# Stated exercise:
Leave out the images and repeat the listing below without a single change.

# Records for processing:
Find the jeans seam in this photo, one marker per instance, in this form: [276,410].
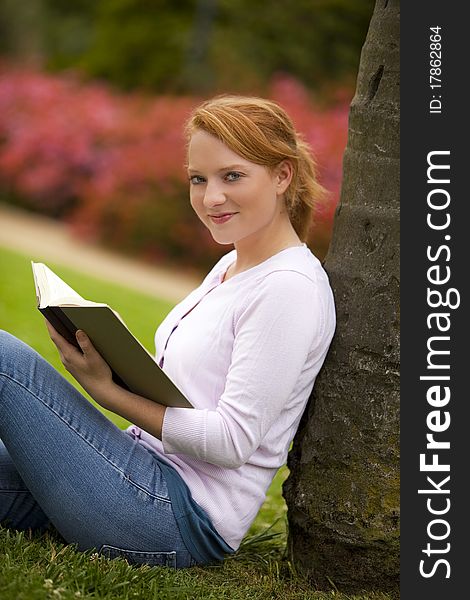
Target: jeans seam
[118,469]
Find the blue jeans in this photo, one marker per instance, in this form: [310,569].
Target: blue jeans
[62,462]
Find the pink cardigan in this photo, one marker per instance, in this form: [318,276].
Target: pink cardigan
[245,352]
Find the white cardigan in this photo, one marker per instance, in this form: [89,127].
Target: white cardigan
[245,352]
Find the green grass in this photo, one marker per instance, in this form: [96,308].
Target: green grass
[42,567]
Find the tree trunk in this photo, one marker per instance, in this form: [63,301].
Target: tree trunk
[343,490]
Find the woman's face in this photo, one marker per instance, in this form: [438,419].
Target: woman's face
[234,198]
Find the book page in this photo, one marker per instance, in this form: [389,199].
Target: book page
[51,290]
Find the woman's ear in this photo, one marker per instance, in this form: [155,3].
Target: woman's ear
[283,175]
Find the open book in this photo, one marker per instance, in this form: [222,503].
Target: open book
[134,368]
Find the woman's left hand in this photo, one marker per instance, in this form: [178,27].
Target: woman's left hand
[87,366]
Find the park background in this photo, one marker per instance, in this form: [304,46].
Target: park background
[93,98]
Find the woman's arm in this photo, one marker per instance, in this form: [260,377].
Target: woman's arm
[95,376]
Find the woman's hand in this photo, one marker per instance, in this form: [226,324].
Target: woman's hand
[87,366]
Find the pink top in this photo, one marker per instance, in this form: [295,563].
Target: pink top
[245,352]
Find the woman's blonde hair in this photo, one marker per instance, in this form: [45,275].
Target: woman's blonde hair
[261,132]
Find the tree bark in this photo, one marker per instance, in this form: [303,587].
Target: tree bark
[343,490]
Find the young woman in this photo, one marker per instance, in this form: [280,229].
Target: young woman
[181,486]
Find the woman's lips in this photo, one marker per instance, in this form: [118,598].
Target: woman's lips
[222,218]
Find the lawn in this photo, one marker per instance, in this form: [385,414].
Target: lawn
[42,567]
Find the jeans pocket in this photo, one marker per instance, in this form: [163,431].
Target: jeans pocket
[161,559]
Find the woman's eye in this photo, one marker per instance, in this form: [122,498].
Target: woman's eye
[195,179]
[233,176]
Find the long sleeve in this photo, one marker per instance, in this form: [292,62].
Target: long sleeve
[280,326]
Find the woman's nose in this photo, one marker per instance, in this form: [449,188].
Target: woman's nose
[213,195]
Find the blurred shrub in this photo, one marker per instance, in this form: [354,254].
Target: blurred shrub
[190,45]
[112,165]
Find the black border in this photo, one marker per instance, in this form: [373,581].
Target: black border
[423,132]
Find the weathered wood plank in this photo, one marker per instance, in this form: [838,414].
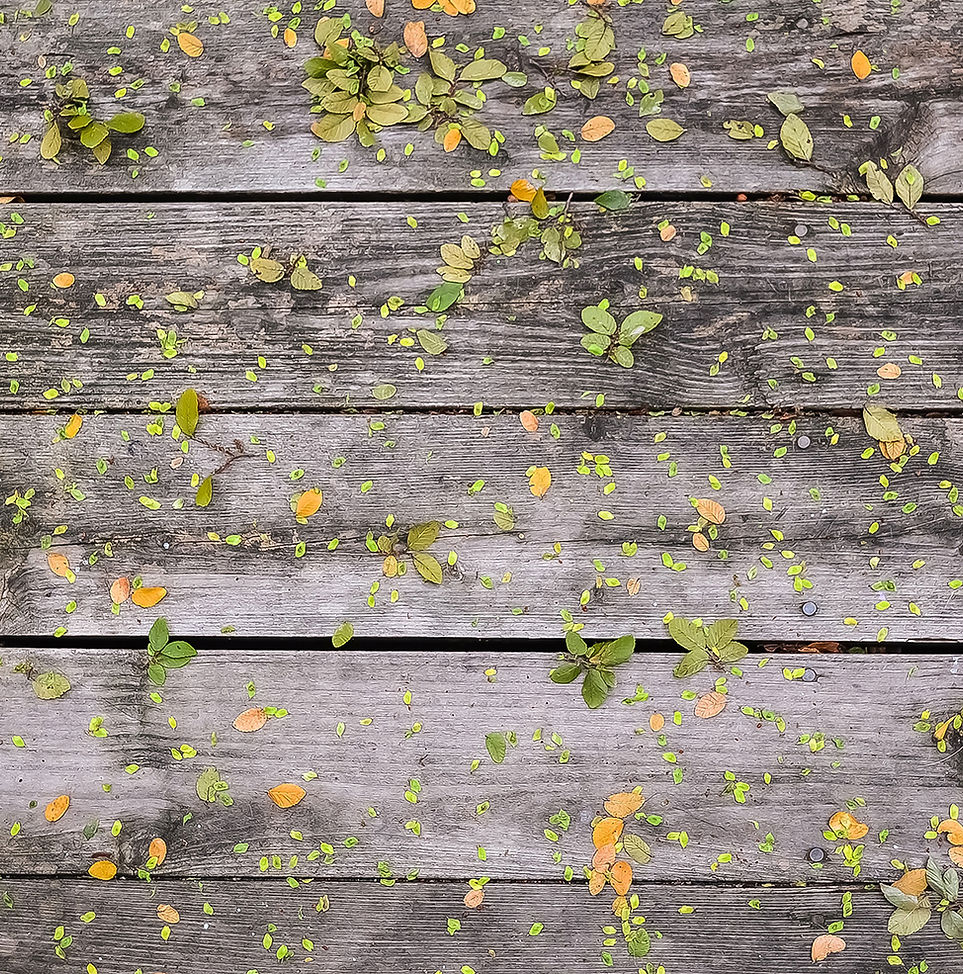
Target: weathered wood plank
[237,118]
[877,557]
[368,928]
[865,707]
[513,340]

# Solved problem:
Find the jeans seam in this photo, one marker per instance, in this form: [276,410].
Target: jeans seam
[118,469]
Find the blue jeans in this photo, one marker per instance, in this form: [310,569].
Target: blue jeans
[62,462]
Find the pink cardigan in this photo, one marker per instance, in this form: [318,276].
Target: pink cardigan
[245,352]
Find the white cardigan in this photo, one marker per instance, in this form: [89,127].
Target: white cardigan
[245,352]
Find the green grass in this photo, one marker per instance, in this form: [96,308].
Target: green grass
[42,567]
Find the tree trunk in this photo, one marker per instance, in this form: [63,301].
Target: tree trunk
[343,490]
Find the woman's face in this photo, one marker per instance, in this form: [438,419].
Target: woman's face
[234,198]
Find the book page in this photo, one marker per instance, in this form: [389,199].
Target: book page
[51,290]
Find the woman's ear in this photo, one marker per instance, in this form: [155,3].
Target: woman's ear
[283,175]
Find the open book in this photo, one marker per instance, in this form: [222,503].
Target: open book
[134,368]
Find the woman's left hand in this photo, one marker per instance, in this form: [178,27].
Target: woman's left hand
[87,366]
Find the park background in this photo, one marker per instance, in this form: [304,46].
Target: park background
[93,98]
Find the woman's arm in this photo, one marker per instance, in this form: [260,377].
Target: woman's arm
[95,376]
Find the woman's hand in this photo, one marker per instance, in this form: [226,324].
Target: woman's hand
[87,366]
Find the pink top in this photo, one marker per instance, in this form: [295,563].
Target: pink top
[245,352]
Find the woman's blonde hair in this photo, one marker per instance, in this form: [45,275].
Target: woman's blonde hair
[261,132]
Find the tree bark in this photo, one marker per instance, in this form: [303,587].
Target: tree bark
[343,490]
Find the young woman in this photo, one marker per instance, in this form: [280,229].
Target: young woman
[181,486]
Find the woman's lips in this photo, one marker per instance, in this form: [118,598].
Target: woman's lips
[222,218]
Find the lawn in this photo, one marker per instance, in this form: [385,414].
Target: lawn
[42,567]
Find the jeans pocket in this photo, one marker per instance, in this form: [163,431].
Target: jeans pocket
[161,559]
Find the woman's eye in this photo, one marker per instance, in this form: [122,498].
Target: woman's eye
[195,179]
[233,176]
Find the long sleeve in this photo, one marker per instance, in this form: [292,62].
Target: long sleeve
[280,326]
Find the woman's nose in this photo, one marker per instance, in this form: [449,188].
Target: woman's nose
[213,195]
Find the blurred shrub in this photo, one marker per instance, in this form: [354,254].
Target: blurred shrub
[190,45]
[112,165]
Find the black border in this photo, one marker per instance, in this form: [373,581].
Target: black border
[423,132]
Find the weathered wood plank in this photo, one marker per instance, in this form: [838,414].
Target: weathered wood plank
[237,118]
[877,557]
[368,928]
[865,707]
[513,340]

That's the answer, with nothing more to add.